What you should do — Nothing in the records should differ when you write them out again.

[Dataset entries]
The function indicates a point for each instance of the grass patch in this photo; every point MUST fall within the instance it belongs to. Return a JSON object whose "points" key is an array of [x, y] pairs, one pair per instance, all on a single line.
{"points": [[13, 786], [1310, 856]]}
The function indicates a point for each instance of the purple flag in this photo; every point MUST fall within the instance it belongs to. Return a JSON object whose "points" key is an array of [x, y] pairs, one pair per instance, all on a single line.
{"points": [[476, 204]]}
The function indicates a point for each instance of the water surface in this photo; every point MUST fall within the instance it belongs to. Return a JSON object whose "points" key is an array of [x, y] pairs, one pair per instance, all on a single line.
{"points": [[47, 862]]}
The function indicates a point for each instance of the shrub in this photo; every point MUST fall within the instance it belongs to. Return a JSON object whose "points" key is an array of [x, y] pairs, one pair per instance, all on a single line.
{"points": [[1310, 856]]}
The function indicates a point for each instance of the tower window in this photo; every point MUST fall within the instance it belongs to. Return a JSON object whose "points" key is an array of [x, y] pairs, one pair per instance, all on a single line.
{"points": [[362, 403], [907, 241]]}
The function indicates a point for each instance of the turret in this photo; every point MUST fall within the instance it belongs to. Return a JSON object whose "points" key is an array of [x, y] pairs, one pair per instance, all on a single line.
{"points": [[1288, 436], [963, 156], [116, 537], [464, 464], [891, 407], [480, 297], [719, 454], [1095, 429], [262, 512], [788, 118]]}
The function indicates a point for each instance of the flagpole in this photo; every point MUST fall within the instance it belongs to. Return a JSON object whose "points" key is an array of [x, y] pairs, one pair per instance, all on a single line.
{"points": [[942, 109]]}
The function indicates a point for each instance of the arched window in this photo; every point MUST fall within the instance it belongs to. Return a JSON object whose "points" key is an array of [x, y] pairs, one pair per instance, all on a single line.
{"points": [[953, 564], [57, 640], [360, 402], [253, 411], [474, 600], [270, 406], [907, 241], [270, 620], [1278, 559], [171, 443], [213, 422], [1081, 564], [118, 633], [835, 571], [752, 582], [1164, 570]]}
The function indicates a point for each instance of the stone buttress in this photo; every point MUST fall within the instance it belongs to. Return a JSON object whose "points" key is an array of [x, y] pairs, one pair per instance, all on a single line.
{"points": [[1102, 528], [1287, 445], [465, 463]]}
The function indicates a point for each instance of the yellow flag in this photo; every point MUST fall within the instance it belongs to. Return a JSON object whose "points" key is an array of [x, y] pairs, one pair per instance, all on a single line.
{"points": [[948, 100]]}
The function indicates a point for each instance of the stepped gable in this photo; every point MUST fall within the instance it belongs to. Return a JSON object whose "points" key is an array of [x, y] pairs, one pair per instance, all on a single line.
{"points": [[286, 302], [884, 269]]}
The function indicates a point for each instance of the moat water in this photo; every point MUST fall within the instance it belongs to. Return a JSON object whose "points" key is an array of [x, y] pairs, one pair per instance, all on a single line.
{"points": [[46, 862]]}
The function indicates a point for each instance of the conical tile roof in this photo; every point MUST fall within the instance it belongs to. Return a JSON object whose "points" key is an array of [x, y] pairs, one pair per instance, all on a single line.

Exercise response —
The function indicates a point for each instance of the grass patch in this photo; every point MUST fall within the instance it belongs to. Return a JSON object whose "points" key is an array of [x, y] pairs, one pair per instance, all on a single line.
{"points": [[13, 786], [1310, 856]]}
The function indicates a point for each instance of the purple flag in this photo; every point MUST fall within the instance it belongs to. Return a JSON object whose "points" key is an array of [x, y] pairs, one pair per instance, all on a single line.
{"points": [[476, 204]]}
The function indicates a point for each instance of the water surface in this photo; every point MUST fall within the instance it belongs to. Return a JSON object whose "points" key is an array of [x, y] pairs, one pair per instance, all on a single line.
{"points": [[47, 862]]}
The function indicates a point for each instance of the shrub in this photo; every point MUST fall within the instance it belongs to. Return a JSON object whose "points" key is an array of [x, y] pairs, one pair per instance, all on a single line.
{"points": [[1310, 856]]}
The function indicates a point for each instance of the tower window in this photo; every point MUST fall within the instance it belongs to. Return a JSON object whose "points" key is an array of [x, y] pairs, one pair per instance, all on a single line.
{"points": [[362, 403], [907, 241]]}
The function indicates a point for each instance of the turret in this photo; every point MUST fall within the instance it belongs to. Return a JSON object whose "points" key is an array of [x, y] pairs, one pair per instance, all on a single line.
{"points": [[1288, 436], [963, 156], [116, 537], [464, 464], [891, 407], [480, 297], [719, 454], [1095, 429], [262, 512], [788, 118]]}
The function indicates a point for each instance of the flagpole in this photo; every point MUST fall within the instance it belongs to. Return a JSON object whose "points" key is an array of [x, y] pairs, one pair per instance, all on a single line.
{"points": [[942, 109]]}
The function indicates a point for each instance of the arched window in this photo; every point MUST fall within the instance it belongs to. Return a JSON object whose "points" key is an array of [x, y] pairs, one pair per instance, all on a single line.
{"points": [[953, 564], [57, 640], [360, 402], [253, 411], [474, 600], [270, 406], [907, 241], [270, 620], [1278, 559], [171, 443], [213, 422], [1081, 564], [118, 633], [835, 571], [752, 582], [1164, 570]]}
The function indicates a point for each instance of the stone buttress in this photo; every point MUST fall within the instance it belongs to. Return a JSON object whose "points" key is an array of [x, y] pairs, one pair per instance, all on a single line.
{"points": [[1102, 528], [1287, 445], [465, 463]]}
The function indicates a point for each instance of the yellow flag in this photo; every point MUST fall within the instance it belongs to. Return a JSON object whose "points" key is an array of [x, y] pairs, one pair per instance, all on a single line.
{"points": [[948, 100]]}
The function indicates a point for each instance of the stepped gable in this photo; every point MUST fall within the instance it belongs to. Return a JSON object whose "points" key is an array of [x, y] pairs, one pair per instance, all on a single line.
{"points": [[286, 302], [884, 269]]}
The function indicates a point for each instance of the moat water in this photo; every point MUST fall within the instance it belongs to. Return a JSON object whose "points" key is an array of [x, y] pairs, one pair per instance, all on a single line.
{"points": [[46, 862]]}
The function indicates a point for each instance of the conical tile roof in this photo; every point MUST fall within the instance it belongs to. Return a JSON object whose "points" key is an array of [x, y] pairs, one pair per instance, all on a single line.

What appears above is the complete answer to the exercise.